Monday, 5 November 2012

Commingled Investment Vehicles

Mutual Fund (open-end)
 - allow investors to redeem their shares at NAV every business day
 - NAV = (Assets - Liabilities) / Number of shares outstanding
 - Funds must be able to compute its NAV daily
 - Funds must structure their investment portfolios in a way that enables them to raise cash quickly and easily meet any level of withdraw requests

Closed-End Fund
 - collect money from investors and issue new shares only once at their creation
 - their shares are listed for trading on a stock exchange
 - no redemption. shareholders usually must find a buyer on the open market
 - the price they receive for their shares is determined by supply and demand and is often lower than NAV

Exchange-Traded Fund (ETF)

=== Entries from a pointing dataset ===
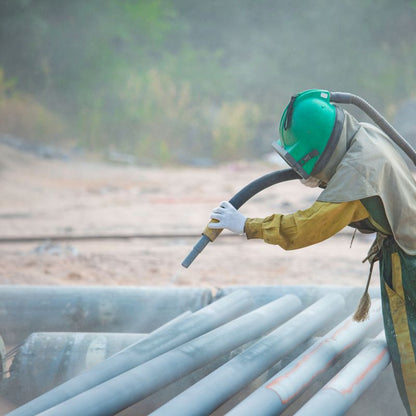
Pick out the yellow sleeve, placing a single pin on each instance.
(304, 228)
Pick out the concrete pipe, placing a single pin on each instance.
(47, 359)
(28, 309)
(342, 391)
(171, 335)
(208, 394)
(138, 383)
(280, 391)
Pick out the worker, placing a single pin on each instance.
(367, 185)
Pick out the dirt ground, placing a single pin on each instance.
(80, 196)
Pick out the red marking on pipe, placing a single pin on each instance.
(273, 384)
(360, 377)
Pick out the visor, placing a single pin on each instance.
(288, 158)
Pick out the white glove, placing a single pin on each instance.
(228, 217)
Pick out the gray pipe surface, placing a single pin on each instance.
(47, 359)
(173, 334)
(209, 393)
(134, 385)
(342, 391)
(28, 309)
(278, 392)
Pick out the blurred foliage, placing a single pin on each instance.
(23, 116)
(176, 80)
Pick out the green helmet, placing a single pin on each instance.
(309, 131)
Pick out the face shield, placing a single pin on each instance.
(295, 165)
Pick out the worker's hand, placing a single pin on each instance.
(228, 217)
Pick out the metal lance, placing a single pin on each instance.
(134, 385)
(209, 393)
(169, 336)
(277, 393)
(342, 391)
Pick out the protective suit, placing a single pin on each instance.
(368, 186)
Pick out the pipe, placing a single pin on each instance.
(240, 198)
(278, 392)
(342, 391)
(208, 394)
(28, 309)
(50, 358)
(134, 385)
(170, 336)
(347, 98)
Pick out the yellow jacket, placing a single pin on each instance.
(313, 225)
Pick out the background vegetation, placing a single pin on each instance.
(180, 80)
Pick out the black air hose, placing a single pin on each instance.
(395, 136)
(240, 198)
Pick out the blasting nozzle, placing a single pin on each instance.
(199, 246)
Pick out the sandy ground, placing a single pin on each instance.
(44, 197)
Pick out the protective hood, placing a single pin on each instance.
(365, 163)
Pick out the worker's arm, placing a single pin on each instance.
(304, 228)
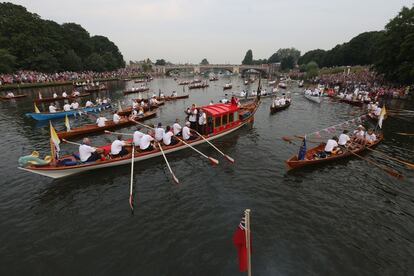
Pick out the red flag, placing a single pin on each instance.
(239, 240)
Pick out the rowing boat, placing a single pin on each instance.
(315, 99)
(293, 162)
(236, 117)
(127, 111)
(109, 125)
(137, 90)
(42, 116)
(6, 98)
(51, 99)
(274, 109)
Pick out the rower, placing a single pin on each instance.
(75, 105)
(168, 138)
(88, 103)
(87, 153)
(331, 146)
(52, 108)
(145, 142)
(177, 128)
(67, 107)
(159, 132)
(187, 135)
(370, 137)
(116, 118)
(101, 121)
(137, 136)
(118, 147)
(344, 138)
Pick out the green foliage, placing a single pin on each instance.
(44, 45)
(160, 62)
(204, 62)
(396, 53)
(7, 61)
(248, 58)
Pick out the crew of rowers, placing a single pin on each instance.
(359, 138)
(75, 105)
(143, 141)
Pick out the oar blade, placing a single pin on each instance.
(213, 161)
(231, 160)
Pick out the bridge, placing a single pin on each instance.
(198, 69)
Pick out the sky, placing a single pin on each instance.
(186, 31)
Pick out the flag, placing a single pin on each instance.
(36, 109)
(55, 140)
(302, 150)
(67, 123)
(239, 241)
(383, 115)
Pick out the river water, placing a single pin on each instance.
(344, 218)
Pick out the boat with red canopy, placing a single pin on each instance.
(222, 119)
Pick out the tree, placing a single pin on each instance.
(7, 61)
(71, 61)
(204, 62)
(95, 62)
(248, 58)
(160, 62)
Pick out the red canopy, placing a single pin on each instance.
(220, 109)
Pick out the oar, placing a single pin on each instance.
(211, 144)
(168, 164)
(390, 171)
(408, 164)
(131, 185)
(212, 160)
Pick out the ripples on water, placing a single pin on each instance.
(344, 218)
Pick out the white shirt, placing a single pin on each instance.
(116, 146)
(202, 119)
(166, 139)
(186, 133)
(52, 109)
(116, 118)
(145, 141)
(85, 152)
(176, 128)
(159, 133)
(193, 116)
(137, 137)
(330, 145)
(101, 121)
(343, 139)
(66, 107)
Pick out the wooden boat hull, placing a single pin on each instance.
(46, 100)
(275, 109)
(294, 163)
(59, 172)
(58, 115)
(5, 98)
(110, 125)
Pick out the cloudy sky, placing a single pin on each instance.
(220, 30)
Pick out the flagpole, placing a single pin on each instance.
(249, 264)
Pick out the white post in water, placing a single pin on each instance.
(249, 263)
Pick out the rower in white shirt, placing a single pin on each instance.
(66, 107)
(116, 118)
(159, 132)
(137, 136)
(75, 105)
(177, 128)
(101, 121)
(52, 108)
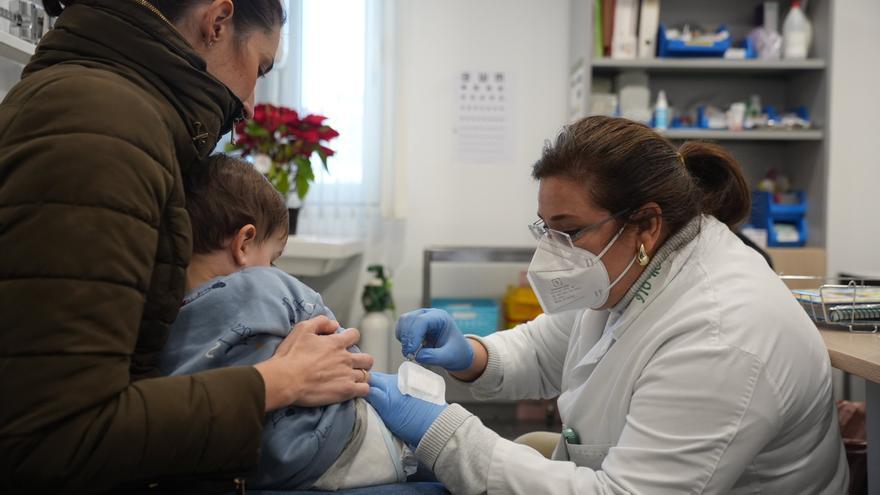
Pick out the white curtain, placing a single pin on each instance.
(335, 62)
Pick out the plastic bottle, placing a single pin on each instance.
(377, 325)
(661, 112)
(797, 33)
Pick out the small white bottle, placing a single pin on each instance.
(797, 33)
(661, 112)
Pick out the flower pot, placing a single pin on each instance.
(292, 216)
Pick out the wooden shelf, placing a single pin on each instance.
(758, 135)
(16, 49)
(708, 65)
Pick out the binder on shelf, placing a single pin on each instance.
(624, 40)
(607, 26)
(649, 23)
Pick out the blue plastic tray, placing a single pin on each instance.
(474, 316)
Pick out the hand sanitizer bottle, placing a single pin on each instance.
(661, 112)
(797, 33)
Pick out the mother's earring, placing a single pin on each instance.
(643, 256)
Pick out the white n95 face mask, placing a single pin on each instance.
(569, 278)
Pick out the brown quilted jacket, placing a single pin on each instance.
(112, 111)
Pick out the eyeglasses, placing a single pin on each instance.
(567, 238)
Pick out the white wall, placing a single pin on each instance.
(854, 175)
(445, 201)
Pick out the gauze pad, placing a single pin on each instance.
(420, 383)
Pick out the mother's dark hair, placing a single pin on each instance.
(249, 14)
(626, 165)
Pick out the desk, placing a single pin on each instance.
(859, 354)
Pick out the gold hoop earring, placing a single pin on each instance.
(643, 257)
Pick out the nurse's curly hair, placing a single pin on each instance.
(625, 165)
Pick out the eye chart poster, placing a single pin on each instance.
(483, 117)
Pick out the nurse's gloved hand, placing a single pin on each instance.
(442, 343)
(407, 417)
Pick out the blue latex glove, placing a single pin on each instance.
(442, 343)
(407, 417)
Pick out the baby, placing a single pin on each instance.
(238, 308)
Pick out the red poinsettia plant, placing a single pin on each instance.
(282, 145)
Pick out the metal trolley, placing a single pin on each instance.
(853, 305)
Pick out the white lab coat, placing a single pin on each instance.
(713, 380)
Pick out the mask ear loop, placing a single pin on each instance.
(625, 270)
(611, 242)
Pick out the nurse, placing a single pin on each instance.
(681, 363)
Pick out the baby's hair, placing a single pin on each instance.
(223, 194)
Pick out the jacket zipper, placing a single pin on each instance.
(154, 10)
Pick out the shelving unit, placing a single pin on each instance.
(754, 135)
(800, 154)
(708, 65)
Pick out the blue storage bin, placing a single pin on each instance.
(476, 316)
(678, 48)
(766, 213)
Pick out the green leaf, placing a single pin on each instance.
(254, 129)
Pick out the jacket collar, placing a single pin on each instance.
(126, 34)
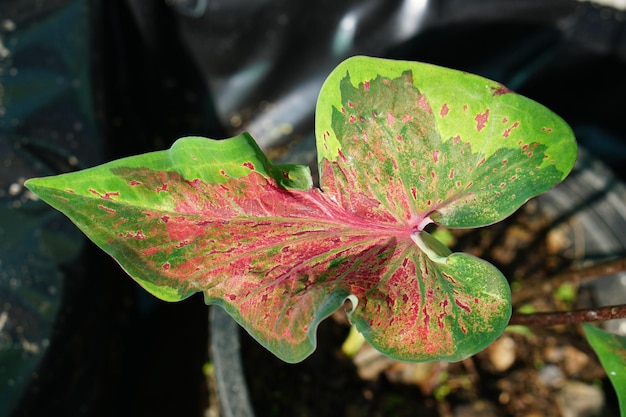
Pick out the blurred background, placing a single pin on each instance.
(83, 82)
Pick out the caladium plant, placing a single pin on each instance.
(400, 145)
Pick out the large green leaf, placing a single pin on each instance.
(280, 256)
(611, 349)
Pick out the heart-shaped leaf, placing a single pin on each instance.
(611, 350)
(401, 145)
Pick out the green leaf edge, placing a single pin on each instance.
(608, 346)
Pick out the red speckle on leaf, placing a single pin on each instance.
(508, 130)
(105, 196)
(137, 235)
(422, 103)
(499, 90)
(481, 120)
(463, 306)
(444, 110)
(391, 119)
(107, 209)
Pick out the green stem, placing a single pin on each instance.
(578, 276)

=== Given task A ===
Rewrite the notes on investment vehicles from "Closed-End Fund" up to and including "Exchange-Traded Fund (ETF)", replacing "stock exchange" with "securities exchange".
=== Given task B ===
According to the notes on investment vehicles, what determines the price that closed-end fund shareholders receive for their shares?

=== Right answer A ===
Closed-End Fund
 - collect money from investors and issue new shares only once at their creation
 - their shares are listed for trading on a securities exchange
 - no redemption. shareholders usually must find a buyer on the open market
 - the price they receive for their shares is determined by supply and demand and is often lower than NAV

Exchange-Traded Fund (ETF)

=== Right answer B ===
Supply and demand determines the price.